▸ WHAT THE TASK ASKS
Answer the following questions using the passage on Archagathus.
1. What was the name of Archagathus's wife?
2. To which deities was the temenos dedicated?
3. In which museum is the dedication record displayed?

▸ PASSAGE GIVEN
_ _ _
According to surviving evidence, Archagathus was a person of high standing who appeared to be a totally unknown private person and was loyal to his family, in particular to his uncle Magas. We also learn from surviving evidence that Archagathus had a wife, a noblewoman of very high status called Stratonice. There is no record of any children born to him.

Archagathus and Stratonice on a marble piece, made a dedication of a temenos to Isis and Serapis at Alexandria on behalf of his uncle Ptolemy II and his grandmother Berenice I. The record is dated from ca. 283 BC to 278 BC and is on display in the Greco-Roman Museum of Alexandria. The inscription below translated in Greek and English reads:

ὑπὲρ βασιλέως Πτολεμαίου
τοῦ Πτολεμαίου καὶ Βερενίκης
Σωτήρων Άρχάγαθος Άγαθοκλέους
ὁ ἐπιστάτης τῆς Λιβύης
καὶ ἡ γυνὴ Στρατονίκη
Σαράπιδι Ἴσιδι τὸ τέμενος.
_ _ _
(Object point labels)
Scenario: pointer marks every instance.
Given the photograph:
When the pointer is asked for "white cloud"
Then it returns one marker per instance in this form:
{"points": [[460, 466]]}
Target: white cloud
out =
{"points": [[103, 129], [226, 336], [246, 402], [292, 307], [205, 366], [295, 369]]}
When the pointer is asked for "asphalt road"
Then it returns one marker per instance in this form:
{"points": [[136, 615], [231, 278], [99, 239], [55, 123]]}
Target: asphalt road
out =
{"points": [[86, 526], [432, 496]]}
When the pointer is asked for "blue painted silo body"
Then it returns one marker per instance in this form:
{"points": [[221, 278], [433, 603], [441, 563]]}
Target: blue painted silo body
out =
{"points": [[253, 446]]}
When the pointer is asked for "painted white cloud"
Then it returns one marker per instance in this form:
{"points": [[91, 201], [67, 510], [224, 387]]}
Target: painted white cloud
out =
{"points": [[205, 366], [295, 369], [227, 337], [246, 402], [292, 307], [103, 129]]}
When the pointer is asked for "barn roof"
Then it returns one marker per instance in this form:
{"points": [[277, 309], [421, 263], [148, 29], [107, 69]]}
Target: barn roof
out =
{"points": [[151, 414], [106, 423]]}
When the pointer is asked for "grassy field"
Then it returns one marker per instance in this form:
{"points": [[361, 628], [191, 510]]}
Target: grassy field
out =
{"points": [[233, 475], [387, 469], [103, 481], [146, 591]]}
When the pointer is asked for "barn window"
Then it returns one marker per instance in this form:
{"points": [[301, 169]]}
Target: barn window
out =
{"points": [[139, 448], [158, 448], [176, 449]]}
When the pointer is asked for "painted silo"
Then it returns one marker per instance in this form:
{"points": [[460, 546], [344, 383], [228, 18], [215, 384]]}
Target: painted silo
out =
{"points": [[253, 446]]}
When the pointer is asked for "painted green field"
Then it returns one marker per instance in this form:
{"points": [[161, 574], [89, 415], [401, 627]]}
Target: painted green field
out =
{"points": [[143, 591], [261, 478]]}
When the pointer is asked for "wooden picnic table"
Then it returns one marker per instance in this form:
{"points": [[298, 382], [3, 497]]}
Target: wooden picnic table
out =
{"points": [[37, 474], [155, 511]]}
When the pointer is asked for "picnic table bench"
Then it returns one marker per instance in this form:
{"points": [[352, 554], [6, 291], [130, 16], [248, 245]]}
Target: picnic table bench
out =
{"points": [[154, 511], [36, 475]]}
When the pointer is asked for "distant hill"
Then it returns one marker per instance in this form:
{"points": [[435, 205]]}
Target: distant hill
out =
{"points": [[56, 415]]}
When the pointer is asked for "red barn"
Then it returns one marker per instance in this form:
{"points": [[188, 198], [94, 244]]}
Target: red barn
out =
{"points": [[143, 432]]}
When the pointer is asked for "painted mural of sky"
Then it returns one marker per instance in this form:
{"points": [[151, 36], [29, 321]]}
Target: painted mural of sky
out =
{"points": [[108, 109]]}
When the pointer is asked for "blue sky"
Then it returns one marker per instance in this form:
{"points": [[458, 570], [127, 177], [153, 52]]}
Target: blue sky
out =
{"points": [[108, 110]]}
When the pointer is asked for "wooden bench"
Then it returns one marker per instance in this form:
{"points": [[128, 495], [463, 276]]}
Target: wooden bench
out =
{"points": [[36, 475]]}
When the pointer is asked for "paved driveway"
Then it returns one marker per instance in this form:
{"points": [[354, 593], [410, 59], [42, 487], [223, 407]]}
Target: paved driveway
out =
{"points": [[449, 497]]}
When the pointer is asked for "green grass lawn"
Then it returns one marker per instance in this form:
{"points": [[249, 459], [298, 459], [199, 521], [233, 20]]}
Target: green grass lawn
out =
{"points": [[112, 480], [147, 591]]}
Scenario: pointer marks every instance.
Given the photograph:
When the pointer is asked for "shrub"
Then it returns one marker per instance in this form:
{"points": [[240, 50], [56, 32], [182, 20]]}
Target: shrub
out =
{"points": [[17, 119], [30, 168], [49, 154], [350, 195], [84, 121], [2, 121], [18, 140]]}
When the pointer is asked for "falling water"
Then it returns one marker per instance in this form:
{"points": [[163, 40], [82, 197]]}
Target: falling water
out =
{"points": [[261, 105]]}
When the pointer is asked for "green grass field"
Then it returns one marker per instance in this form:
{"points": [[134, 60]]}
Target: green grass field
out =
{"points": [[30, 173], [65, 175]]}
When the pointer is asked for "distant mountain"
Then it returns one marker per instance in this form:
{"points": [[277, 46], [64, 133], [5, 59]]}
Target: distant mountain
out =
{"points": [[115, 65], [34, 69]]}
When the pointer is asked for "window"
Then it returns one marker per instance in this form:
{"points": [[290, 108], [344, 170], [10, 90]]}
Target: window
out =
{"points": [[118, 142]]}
_ _ _
▸ CORRECT ANSWER
1. Stratonice
2. Isis and Serapis
3. The Greco-Roman Museum of Alexandria